▶ **Instruction**
Output the records exactly as they appear, with no pictures included.

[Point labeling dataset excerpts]
┄┄┄┄┄┄┄┄┄┄

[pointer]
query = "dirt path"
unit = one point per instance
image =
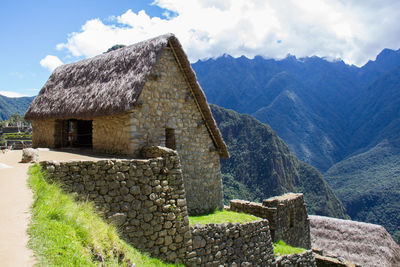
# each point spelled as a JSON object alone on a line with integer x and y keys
{"x": 15, "y": 202}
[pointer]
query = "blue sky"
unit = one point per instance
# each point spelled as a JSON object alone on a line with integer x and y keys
{"x": 31, "y": 29}
{"x": 39, "y": 35}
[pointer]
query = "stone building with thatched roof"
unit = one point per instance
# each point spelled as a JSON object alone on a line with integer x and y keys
{"x": 139, "y": 95}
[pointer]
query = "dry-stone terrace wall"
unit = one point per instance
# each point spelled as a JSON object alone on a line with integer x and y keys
{"x": 247, "y": 244}
{"x": 287, "y": 216}
{"x": 144, "y": 198}
{"x": 305, "y": 259}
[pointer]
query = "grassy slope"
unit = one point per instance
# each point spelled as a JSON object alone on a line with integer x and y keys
{"x": 66, "y": 233}
{"x": 221, "y": 217}
{"x": 281, "y": 248}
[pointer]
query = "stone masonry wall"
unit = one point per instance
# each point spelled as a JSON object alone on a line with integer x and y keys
{"x": 287, "y": 216}
{"x": 166, "y": 102}
{"x": 247, "y": 244}
{"x": 111, "y": 134}
{"x": 145, "y": 199}
{"x": 43, "y": 133}
{"x": 305, "y": 259}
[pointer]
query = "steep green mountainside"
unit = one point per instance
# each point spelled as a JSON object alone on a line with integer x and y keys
{"x": 261, "y": 166}
{"x": 263, "y": 88}
{"x": 12, "y": 105}
{"x": 315, "y": 105}
{"x": 369, "y": 185}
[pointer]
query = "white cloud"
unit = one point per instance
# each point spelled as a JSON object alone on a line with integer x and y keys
{"x": 50, "y": 62}
{"x": 352, "y": 30}
{"x": 11, "y": 94}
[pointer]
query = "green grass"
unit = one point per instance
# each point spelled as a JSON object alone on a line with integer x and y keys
{"x": 281, "y": 248}
{"x": 222, "y": 217}
{"x": 68, "y": 233}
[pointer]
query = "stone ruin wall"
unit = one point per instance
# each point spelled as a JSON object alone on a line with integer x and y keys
{"x": 166, "y": 102}
{"x": 229, "y": 244}
{"x": 146, "y": 200}
{"x": 111, "y": 134}
{"x": 305, "y": 259}
{"x": 286, "y": 214}
{"x": 43, "y": 133}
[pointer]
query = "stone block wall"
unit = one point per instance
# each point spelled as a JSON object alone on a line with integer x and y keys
{"x": 111, "y": 134}
{"x": 247, "y": 244}
{"x": 305, "y": 259}
{"x": 166, "y": 102}
{"x": 43, "y": 133}
{"x": 145, "y": 199}
{"x": 287, "y": 216}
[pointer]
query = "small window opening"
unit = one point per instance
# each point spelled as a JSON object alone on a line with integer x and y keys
{"x": 170, "y": 138}
{"x": 80, "y": 133}
{"x": 291, "y": 217}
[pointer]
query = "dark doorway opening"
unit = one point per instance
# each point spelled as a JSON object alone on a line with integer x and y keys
{"x": 170, "y": 138}
{"x": 74, "y": 133}
{"x": 80, "y": 133}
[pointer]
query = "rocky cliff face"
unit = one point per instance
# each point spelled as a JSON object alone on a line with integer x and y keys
{"x": 261, "y": 166}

┄┄┄┄┄┄┄┄┄┄

▶ **The result**
[pointer]
query = "dirt path"
unit = one point per instance
image =
# each point spelled as a JSON object alone on a line with integer x and y keys
{"x": 15, "y": 202}
[pointer]
query = "blue sky"
unit = one point per instance
# each point spelled as a JSON object alone on a line with integer x and y keys
{"x": 31, "y": 29}
{"x": 39, "y": 35}
[pointer]
query = "stone building with thatched roof"
unit = one point per instance
# each point spelled as a JSON object alone on a line with integer x and y keys
{"x": 139, "y": 95}
[pointer]
query = "dry-stone terrace wall"
unit = one point per instance
# each point spelled as a JSON object alone on a line with integer x and y keys
{"x": 247, "y": 244}
{"x": 287, "y": 216}
{"x": 144, "y": 198}
{"x": 305, "y": 259}
[pointer]
query = "grassy slope"
unit = one point per instance
# each point spelled as a JSON object alone on a line with integer x and y keys
{"x": 66, "y": 233}
{"x": 221, "y": 217}
{"x": 281, "y": 248}
[pointer]
query = "stone masonry wall"
unit = one point per instance
# each point spelled as a JSON object alone on a line with integer x and y keys
{"x": 287, "y": 216}
{"x": 166, "y": 102}
{"x": 247, "y": 244}
{"x": 111, "y": 134}
{"x": 145, "y": 199}
{"x": 43, "y": 133}
{"x": 305, "y": 259}
[pointer]
query = "steep green mountainside"
unit = one point per instance
# each point spelled as a JSON object alone on a line with integer x and y keys
{"x": 261, "y": 166}
{"x": 263, "y": 88}
{"x": 12, "y": 105}
{"x": 315, "y": 105}
{"x": 369, "y": 185}
[pointer]
query = "white cloud"
unit = one point per instance
# each point spelled as a JSON object alone on a line with integer x and y keys
{"x": 50, "y": 62}
{"x": 352, "y": 30}
{"x": 11, "y": 94}
[pointer]
query = "green grass"
unit = one point per instance
# each point spelled as a JSON object alone on a line with integer x and y keys
{"x": 281, "y": 248}
{"x": 222, "y": 217}
{"x": 68, "y": 233}
[pointer]
query = "stone ruin wall"
unit = one point per instance
# each point spelled as a JSON object alone on a line with integer x and y keys
{"x": 166, "y": 102}
{"x": 229, "y": 244}
{"x": 146, "y": 200}
{"x": 111, "y": 134}
{"x": 305, "y": 259}
{"x": 286, "y": 214}
{"x": 43, "y": 133}
[pointer]
query = "stone block wall"
unit = one point per instance
# each point spelled as a JSON object alone on a line with integer x and y keys
{"x": 111, "y": 134}
{"x": 247, "y": 244}
{"x": 305, "y": 259}
{"x": 166, "y": 102}
{"x": 43, "y": 133}
{"x": 145, "y": 199}
{"x": 287, "y": 216}
[pointer]
query = "small window opening"
unit = one point per instance
# each point spelled as a JSON object alone on a line with integer x and y keys
{"x": 170, "y": 138}
{"x": 80, "y": 133}
{"x": 291, "y": 217}
[pointer]
query = "dark doorway opening"
unit = one point per instance
# each point spelled as a JSON object alone on a line with integer x and y keys
{"x": 170, "y": 138}
{"x": 74, "y": 133}
{"x": 80, "y": 133}
[pointer]
query = "rocky cliff face"
unit = one point per instance
# each point spelled as a JSON object alone on a line with integer x and y keys
{"x": 261, "y": 166}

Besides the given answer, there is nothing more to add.